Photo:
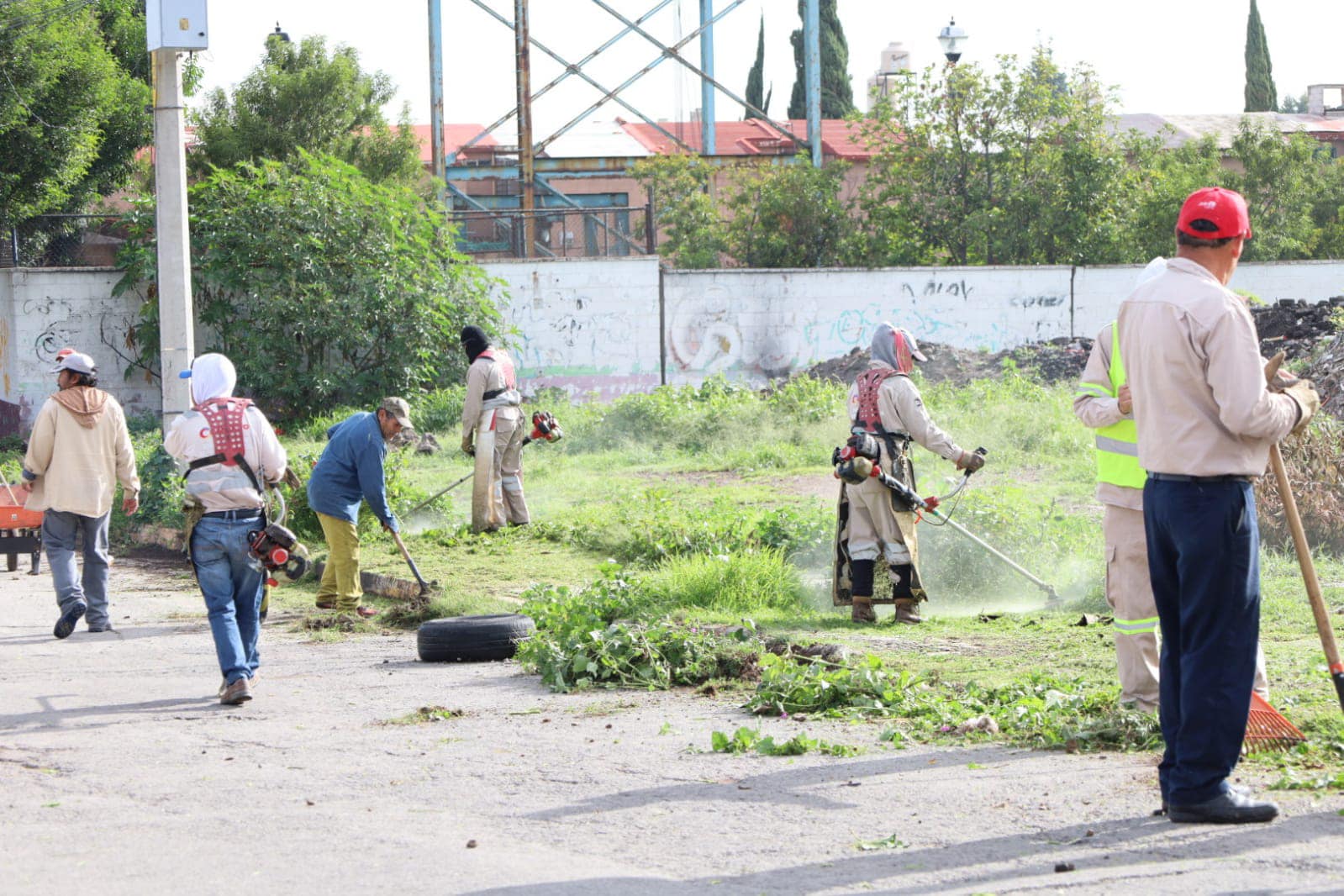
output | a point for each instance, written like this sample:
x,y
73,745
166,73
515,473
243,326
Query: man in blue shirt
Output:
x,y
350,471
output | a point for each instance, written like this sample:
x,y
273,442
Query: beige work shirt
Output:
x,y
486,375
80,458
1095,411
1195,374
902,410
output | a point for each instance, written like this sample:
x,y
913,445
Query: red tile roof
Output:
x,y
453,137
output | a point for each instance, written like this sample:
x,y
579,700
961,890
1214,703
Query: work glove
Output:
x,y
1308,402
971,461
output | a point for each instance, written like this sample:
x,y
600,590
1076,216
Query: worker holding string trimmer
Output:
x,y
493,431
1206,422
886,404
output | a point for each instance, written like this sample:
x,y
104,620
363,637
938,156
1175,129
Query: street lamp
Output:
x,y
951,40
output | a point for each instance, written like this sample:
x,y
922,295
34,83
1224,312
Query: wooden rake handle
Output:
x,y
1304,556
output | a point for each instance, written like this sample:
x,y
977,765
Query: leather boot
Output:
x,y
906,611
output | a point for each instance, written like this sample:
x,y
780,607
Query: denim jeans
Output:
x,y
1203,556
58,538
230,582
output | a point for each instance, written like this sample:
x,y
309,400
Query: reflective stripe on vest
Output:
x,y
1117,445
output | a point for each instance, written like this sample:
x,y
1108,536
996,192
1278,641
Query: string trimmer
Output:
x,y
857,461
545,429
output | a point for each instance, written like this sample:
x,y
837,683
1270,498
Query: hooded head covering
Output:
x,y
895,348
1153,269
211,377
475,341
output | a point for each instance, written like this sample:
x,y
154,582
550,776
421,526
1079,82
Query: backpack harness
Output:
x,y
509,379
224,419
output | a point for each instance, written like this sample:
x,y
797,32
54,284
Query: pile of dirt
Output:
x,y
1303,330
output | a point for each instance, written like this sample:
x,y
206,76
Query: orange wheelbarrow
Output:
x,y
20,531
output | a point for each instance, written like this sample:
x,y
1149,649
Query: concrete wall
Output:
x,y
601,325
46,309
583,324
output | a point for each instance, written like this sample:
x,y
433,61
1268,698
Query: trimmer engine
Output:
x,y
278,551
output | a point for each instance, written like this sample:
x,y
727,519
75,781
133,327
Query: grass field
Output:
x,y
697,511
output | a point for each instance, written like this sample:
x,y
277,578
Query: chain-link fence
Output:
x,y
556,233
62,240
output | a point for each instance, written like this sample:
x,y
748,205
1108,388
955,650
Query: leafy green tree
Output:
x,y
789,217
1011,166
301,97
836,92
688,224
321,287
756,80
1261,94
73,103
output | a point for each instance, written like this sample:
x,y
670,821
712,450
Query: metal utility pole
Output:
====
## To be done
Gather every line in the rows above that contains the word "shirt", and copy each one out. Case counts.

## Output for this exercise
Query: man in blue shirt
Query: beige work shirt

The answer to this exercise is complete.